| WORK INSTRUCTION |
Copy out exactly the line that contains "Please put a point on each instance of the grass" and all lines following it to the end of the data.

| SUPPLIED RECORDS |

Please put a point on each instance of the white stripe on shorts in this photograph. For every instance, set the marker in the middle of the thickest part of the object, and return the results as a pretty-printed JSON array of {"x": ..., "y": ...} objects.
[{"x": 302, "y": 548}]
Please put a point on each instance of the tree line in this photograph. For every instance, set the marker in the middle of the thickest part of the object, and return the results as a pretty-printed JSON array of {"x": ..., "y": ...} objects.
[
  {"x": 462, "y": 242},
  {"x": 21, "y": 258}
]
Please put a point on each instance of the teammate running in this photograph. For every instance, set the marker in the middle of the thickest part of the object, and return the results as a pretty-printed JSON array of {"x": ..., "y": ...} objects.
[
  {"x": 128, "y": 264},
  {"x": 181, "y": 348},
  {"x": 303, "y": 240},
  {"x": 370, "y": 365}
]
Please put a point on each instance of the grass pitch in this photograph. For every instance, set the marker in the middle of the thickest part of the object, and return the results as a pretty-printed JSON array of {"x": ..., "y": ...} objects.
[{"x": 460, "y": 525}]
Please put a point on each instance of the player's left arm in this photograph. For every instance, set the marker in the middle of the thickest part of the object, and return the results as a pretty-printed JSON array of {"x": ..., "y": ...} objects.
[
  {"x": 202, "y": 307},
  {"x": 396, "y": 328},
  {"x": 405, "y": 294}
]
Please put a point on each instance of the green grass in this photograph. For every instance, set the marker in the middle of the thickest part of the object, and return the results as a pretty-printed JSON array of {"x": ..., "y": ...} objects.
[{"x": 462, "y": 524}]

| YOUR RESPONSE |
Please put a point on each instance of the grass pitch in this photograph. For every instance, set the marker in the middle of the thickest part of the object, and return the results as a pretty-printed JSON array of {"x": ..., "y": ...} objects.
[{"x": 460, "y": 525}]
Please put a point on each instance of the player's left arm in this photograph. For every instance, set the marker in the middle of the thickest part of the object, and return the results as a pretty-printed JSON array of {"x": ..., "y": ...} objects.
[
  {"x": 202, "y": 307},
  {"x": 396, "y": 328},
  {"x": 405, "y": 294}
]
Please put a point on each instance of the green grass in this photograph. For every instance, set the marker in the middle of the thickest part of the object, and return the results as a pretty-printed JSON array of {"x": ..., "y": ...} objects.
[{"x": 462, "y": 524}]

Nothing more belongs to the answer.